Records from a data source
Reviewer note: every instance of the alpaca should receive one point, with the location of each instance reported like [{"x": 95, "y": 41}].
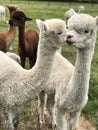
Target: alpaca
[
  {"x": 14, "y": 56},
  {"x": 6, "y": 38},
  {"x": 2, "y": 13},
  {"x": 28, "y": 42},
  {"x": 18, "y": 85},
  {"x": 68, "y": 92}
]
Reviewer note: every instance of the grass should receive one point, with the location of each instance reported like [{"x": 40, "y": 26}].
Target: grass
[{"x": 48, "y": 10}]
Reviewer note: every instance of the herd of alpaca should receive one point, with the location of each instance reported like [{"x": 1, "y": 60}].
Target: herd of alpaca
[
  {"x": 18, "y": 85},
  {"x": 65, "y": 85}
]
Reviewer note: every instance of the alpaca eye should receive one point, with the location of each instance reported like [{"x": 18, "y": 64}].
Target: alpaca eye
[
  {"x": 59, "y": 33},
  {"x": 86, "y": 31}
]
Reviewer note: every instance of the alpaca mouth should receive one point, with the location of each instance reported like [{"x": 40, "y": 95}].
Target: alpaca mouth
[
  {"x": 69, "y": 42},
  {"x": 11, "y": 23}
]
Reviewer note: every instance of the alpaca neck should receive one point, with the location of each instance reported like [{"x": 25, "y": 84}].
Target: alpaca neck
[
  {"x": 39, "y": 74},
  {"x": 81, "y": 75},
  {"x": 11, "y": 36},
  {"x": 21, "y": 37}
]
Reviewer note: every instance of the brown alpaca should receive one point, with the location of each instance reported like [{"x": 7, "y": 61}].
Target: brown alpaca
[
  {"x": 6, "y": 38},
  {"x": 28, "y": 41}
]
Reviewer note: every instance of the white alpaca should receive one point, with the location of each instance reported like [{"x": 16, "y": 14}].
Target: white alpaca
[
  {"x": 17, "y": 85},
  {"x": 69, "y": 85},
  {"x": 2, "y": 13}
]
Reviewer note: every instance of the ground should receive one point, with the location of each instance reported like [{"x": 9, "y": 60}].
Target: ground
[{"x": 29, "y": 119}]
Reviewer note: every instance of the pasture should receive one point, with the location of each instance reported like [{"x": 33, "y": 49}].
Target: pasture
[{"x": 48, "y": 10}]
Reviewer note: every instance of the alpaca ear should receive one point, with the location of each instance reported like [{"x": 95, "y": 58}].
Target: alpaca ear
[
  {"x": 69, "y": 14},
  {"x": 41, "y": 25},
  {"x": 96, "y": 21},
  {"x": 28, "y": 19}
]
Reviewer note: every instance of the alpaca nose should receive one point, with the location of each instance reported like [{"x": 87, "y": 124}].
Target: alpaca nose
[
  {"x": 10, "y": 22},
  {"x": 69, "y": 36}
]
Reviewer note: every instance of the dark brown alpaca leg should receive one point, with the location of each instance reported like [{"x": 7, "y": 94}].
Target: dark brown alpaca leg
[{"x": 31, "y": 62}]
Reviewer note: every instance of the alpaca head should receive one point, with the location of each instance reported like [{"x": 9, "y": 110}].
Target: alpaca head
[
  {"x": 12, "y": 8},
  {"x": 18, "y": 18},
  {"x": 54, "y": 30},
  {"x": 81, "y": 29}
]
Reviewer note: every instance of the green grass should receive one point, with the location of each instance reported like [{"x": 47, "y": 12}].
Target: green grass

▶ **Goal of the exercise**: Write out every line of the entries above exactly, and omit their pictures.

▶ **Output below**:
Reviewer note: every instance of the alpaca should receive one point, with the location of each instance reported like [{"x": 95, "y": 41}].
Target: alpaca
[
  {"x": 14, "y": 56},
  {"x": 6, "y": 38},
  {"x": 2, "y": 13},
  {"x": 28, "y": 42},
  {"x": 18, "y": 85},
  {"x": 68, "y": 92}
]
Reviewer note: every instance of the grass should receive one point, with the location of each instance reported like [{"x": 40, "y": 26}].
Target: grass
[{"x": 48, "y": 10}]
Reviewer note: every instance of the herd of alpaca should receive one point, with the location of each instance reported like [{"x": 1, "y": 60}].
Target: herd of alpaca
[
  {"x": 18, "y": 85},
  {"x": 65, "y": 85}
]
Reviewer note: every instance of the alpaca eye should receive one point, with the location of each instance reported like [{"x": 18, "y": 64}].
Target: alpaca eye
[
  {"x": 59, "y": 33},
  {"x": 86, "y": 31}
]
Reviewer note: every instance of the alpaca mouth should receive one point, with the location of each instance reported like [{"x": 40, "y": 95}].
Target: alpaca mouth
[
  {"x": 69, "y": 42},
  {"x": 11, "y": 23}
]
Reviewer note: every instance of the alpaca neck should receive one point, with the location of each instance reported like [{"x": 25, "y": 84}].
Target: alpaca neck
[
  {"x": 39, "y": 74},
  {"x": 81, "y": 75},
  {"x": 11, "y": 36},
  {"x": 21, "y": 37}
]
Reviewer note: every instance of the brown alpaca should receive one point, with the location of each instance reported like [{"x": 7, "y": 61}].
Target: brown alpaca
[
  {"x": 6, "y": 38},
  {"x": 28, "y": 41}
]
Reviewer note: every instance of the white alpaca should receive one point, with the location of each instance reported like [{"x": 16, "y": 14}].
Target: white alpaca
[
  {"x": 17, "y": 85},
  {"x": 69, "y": 85},
  {"x": 2, "y": 13}
]
Reviewer note: every instance of the ground should receive one point, with the location of each instance reported like [{"x": 9, "y": 60}].
Target: ground
[{"x": 29, "y": 119}]
Reviewer note: every instance of the pasture should receive one point, with the location of each instance reported like [{"x": 33, "y": 49}].
Target: pasture
[{"x": 48, "y": 10}]
Reviewer note: every instance of the alpaca ear should receive one point, with the location of each instance reported like [{"x": 95, "y": 58}].
Target: alpaca ear
[
  {"x": 69, "y": 14},
  {"x": 41, "y": 25},
  {"x": 96, "y": 21},
  {"x": 28, "y": 19}
]
Reviewer note: every instance of the alpaca nose should receive one point, with the location of each instance reported like [{"x": 87, "y": 124}].
Target: alpaca nose
[
  {"x": 10, "y": 22},
  {"x": 69, "y": 36}
]
Reviewer note: every instance of the dark brown alpaca leg should receive one point, with the location of each instance reported like [{"x": 7, "y": 94}].
Target: dark brown alpaca leg
[{"x": 31, "y": 62}]
Reviewer note: every instance of the alpaca head should receive one point, with the location of each instance reported like [{"x": 9, "y": 110}].
Target: alpaca head
[
  {"x": 12, "y": 8},
  {"x": 18, "y": 18},
  {"x": 54, "y": 30},
  {"x": 81, "y": 29}
]
Reviewer note: every instance of the green grass should receive one point, with the location of each instance reported like [{"x": 47, "y": 12}].
Target: green grass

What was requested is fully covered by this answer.